→ Source excerpt

# # #

Well for me it’s a bitch. Maybe not for you. But then do you work in a large team, small team, or on your own?
Any version control system (vcs) is useful to a degree. Where most of my peers (myself included) seem to hit a problem is with merges. Branching is great. We love branches. Need a new feature? Let’s branch and test it. Found a bug? Let’s branch and fix it. Now hold on, we need to merge it back to baseline as well? Oh ****! (<- inset explitive of choice)
Now, I’ve only worked with CVS and Subversion, so I can’t speak for any other vcs or distributed vcs (dvcs), such as Git or Mercurial, even though I’ve read a lot about all of them and seen the gripes others have had.
But with CVS/Subversion branching is easy, merging is hard. At least if you’re in a reasonable enough size team that doing lots of changes to the same baseline, or you’re fixing lot s of bugs that you’re branching for each time (which in my opinion is wrong anyway, but I’ll go into detail about another time).

# # #

→ Tasks to carry out
• 1. Answer these from the post on version control:
(a) Which version control systems has the writer worked with?
(b) Where do most of the writer's peers seem to hit a problem?
(c) With CVS/Subversion, which is called easy and which is called hard?
• 2. From the post on version control, extract the stretch from "Now, I’ve only" through "others have had.", copying it word for word.

→ Data excerpt
# # #

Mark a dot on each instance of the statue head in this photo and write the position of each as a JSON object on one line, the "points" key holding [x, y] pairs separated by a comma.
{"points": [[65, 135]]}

# # #

→ Responses
• 1.
(a) CVS and Subversion.
(b) With merges.
(c) Branching is easy; merging is hard.

• 2.
Now, I’ve only worked with CVS and Subversion, so I can’t speak for any other vcs or distributed vcs (dvcs), such as Git or Mercurial, even though I’ve read a lot about all of them and seen the gripes others have had.